DOCUMENT SEGMENT:
Sir John Keegan has opined that the primary motivation for Henry's decision to invade France (ostensibly asserting, "on dubious legal grounds", a claim to the succession of the French throne), was to solidify his popularity at home and quell unrest from other English nobles, several of whom questioned the legitimacy of his dynasty, since his father, Henry IV, had usurped the throne from Richard II.

==== French Revolutionary Wars of 1792 ====
In 1792, the French Government comprised a newly formed National Assembly, which had replaced King Louis XVI. In order to unify its citizens under the new flag and new leadership, the National Assembly began the French Revolutionary Wars. It first declared war on Austria, soon to be joined by Prussia.

==== Invasion of Algiers (1830) ====
A number of writers and historians contend that Charles X's decision to invade the Regency of Algiers in 1830 (which marked the beginning of a French conquest of Algeria that would last decades) was, as least partly, motivated by a desire to distract the French public from his government's increasing unpopularity. Rachel Eva Schley states that in 1827, Minister of War Aimé-Marie-Gaspard de Clermont-Tonnerre believed that "a political and military distraction was imperative" to boost the king's international stature, and to divert attention away "from troubles at home."

==== Franco-Prussian War ====
Otto von Bismarck utilized diversionary foreign policy often during his quest to unify Germany. These wars distracted the German people from the cultural differences that previously had prevented them from forming a single country. Bismarck used the success of the 1870–1871 Franco-Prussian War in a similar fashion, officially establishing a German Empire following the siege of Paris.

==== Russo-Japanese War ====
One historical example that demonstrates the conventional acceptance of the effectiveness of a diversionary war is the Russo-Japanese War of 1904. During the months leading up war, Russia experienced numerous workers strikes that lead to internal unsettledness. These strikes coincided with the Russians' negotiations with the Japanese over expansion in Manchuria and Korea. It has been argued that, as a way to distract their population, Tsar Nicholas II and his ministers decided to goad the Japanese into declaring war, thereby turning Japan into the needed out-group. In fact, Russia's Minister of the Interior, Vyacheslav von Plehve, stated before starting the war:
What this country needs is a short victorious war to stem the tide of revolution.

Clearly, at least some of the Russians in power at the time believed that by a diversionary war, they would be able to distract their population from the domestic troubles that had been haunting Russia. However, there is some evidence that the Tsar himself, and some of his advisors, did not believe that, being viewed as overmatched, Japan would be willing to go to war, and intended to use only the threat of such a conflict as a diversionary tactic.

However, the Russo-Japanese War is also in example of how a diversionary war can backfire. Japan soundly defeated Russia in battle. This only aggravated the calls for replacing the Tsar, loosened his grip on power, and some say hastened the path toward the Russian Revolutions of 1905 and 1917.

Coordinate annotation data:
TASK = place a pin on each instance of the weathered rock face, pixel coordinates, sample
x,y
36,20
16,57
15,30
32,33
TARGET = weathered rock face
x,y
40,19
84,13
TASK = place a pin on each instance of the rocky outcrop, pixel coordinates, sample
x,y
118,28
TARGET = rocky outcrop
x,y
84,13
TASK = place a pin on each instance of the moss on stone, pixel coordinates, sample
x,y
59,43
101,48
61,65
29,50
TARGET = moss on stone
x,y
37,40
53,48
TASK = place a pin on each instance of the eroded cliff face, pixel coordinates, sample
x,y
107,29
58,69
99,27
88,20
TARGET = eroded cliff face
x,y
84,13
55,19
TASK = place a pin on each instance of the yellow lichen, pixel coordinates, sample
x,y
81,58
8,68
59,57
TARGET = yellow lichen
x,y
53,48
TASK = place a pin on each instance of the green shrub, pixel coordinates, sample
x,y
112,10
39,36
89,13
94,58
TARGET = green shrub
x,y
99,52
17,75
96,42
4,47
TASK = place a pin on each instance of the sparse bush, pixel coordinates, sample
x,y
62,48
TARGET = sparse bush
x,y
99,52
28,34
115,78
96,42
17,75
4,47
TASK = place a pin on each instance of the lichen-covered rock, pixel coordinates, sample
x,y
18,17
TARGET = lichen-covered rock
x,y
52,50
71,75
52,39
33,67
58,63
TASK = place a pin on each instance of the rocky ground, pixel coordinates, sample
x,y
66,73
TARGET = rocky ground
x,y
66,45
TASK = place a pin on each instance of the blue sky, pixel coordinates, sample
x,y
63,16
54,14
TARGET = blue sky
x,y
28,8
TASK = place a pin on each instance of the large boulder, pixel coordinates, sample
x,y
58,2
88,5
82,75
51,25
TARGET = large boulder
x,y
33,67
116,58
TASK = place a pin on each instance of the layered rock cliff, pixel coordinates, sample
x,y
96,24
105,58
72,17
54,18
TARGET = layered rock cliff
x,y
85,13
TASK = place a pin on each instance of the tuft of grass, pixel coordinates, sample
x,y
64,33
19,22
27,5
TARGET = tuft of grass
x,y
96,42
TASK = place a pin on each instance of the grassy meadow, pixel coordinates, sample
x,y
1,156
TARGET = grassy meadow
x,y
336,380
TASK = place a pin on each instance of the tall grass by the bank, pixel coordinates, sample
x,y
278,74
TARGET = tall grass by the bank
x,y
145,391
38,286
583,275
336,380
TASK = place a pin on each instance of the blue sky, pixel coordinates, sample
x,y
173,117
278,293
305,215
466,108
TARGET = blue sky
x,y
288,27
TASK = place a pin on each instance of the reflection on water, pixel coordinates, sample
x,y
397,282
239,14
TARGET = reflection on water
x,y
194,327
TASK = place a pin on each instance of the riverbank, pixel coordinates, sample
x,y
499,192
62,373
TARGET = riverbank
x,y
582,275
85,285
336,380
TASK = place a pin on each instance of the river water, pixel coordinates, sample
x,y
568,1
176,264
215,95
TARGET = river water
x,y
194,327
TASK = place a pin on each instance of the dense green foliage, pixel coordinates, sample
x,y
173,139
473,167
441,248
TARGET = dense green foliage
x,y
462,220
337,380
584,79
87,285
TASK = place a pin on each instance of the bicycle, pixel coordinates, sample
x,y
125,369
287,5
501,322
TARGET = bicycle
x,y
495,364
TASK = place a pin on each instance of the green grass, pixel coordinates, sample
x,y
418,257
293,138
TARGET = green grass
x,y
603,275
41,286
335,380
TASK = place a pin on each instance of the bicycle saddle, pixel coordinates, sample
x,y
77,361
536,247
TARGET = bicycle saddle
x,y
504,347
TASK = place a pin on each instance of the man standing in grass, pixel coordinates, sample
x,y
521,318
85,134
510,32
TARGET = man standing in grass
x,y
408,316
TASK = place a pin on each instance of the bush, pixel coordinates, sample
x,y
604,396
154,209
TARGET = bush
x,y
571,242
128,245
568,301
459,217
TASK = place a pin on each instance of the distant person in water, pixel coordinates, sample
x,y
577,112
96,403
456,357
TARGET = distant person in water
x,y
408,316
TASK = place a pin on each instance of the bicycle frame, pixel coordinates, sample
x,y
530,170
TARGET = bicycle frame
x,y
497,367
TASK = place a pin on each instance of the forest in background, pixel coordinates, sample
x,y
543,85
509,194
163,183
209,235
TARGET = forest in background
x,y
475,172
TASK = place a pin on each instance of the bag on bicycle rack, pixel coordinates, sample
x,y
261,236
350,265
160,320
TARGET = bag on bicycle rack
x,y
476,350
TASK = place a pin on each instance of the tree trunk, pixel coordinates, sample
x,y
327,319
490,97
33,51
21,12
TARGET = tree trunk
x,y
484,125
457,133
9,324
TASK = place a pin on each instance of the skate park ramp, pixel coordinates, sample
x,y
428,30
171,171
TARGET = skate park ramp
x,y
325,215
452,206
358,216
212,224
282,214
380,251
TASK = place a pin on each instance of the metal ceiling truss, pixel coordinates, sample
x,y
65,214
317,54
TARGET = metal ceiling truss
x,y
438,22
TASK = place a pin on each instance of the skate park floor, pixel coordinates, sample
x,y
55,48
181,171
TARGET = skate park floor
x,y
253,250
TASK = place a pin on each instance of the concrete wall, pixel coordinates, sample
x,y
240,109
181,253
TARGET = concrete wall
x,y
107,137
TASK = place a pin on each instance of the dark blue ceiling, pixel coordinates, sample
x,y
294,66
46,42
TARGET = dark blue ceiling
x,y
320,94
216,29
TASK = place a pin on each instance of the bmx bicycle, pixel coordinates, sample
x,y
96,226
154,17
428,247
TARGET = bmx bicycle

AIM:
According to the text on diversionary wars, which Russian official said the country needed "a short victorious war to stem the tide of revolution"?

EXERCISE RESULT:
Vyacheslav von Plehve, Russia's Minister of the Interior.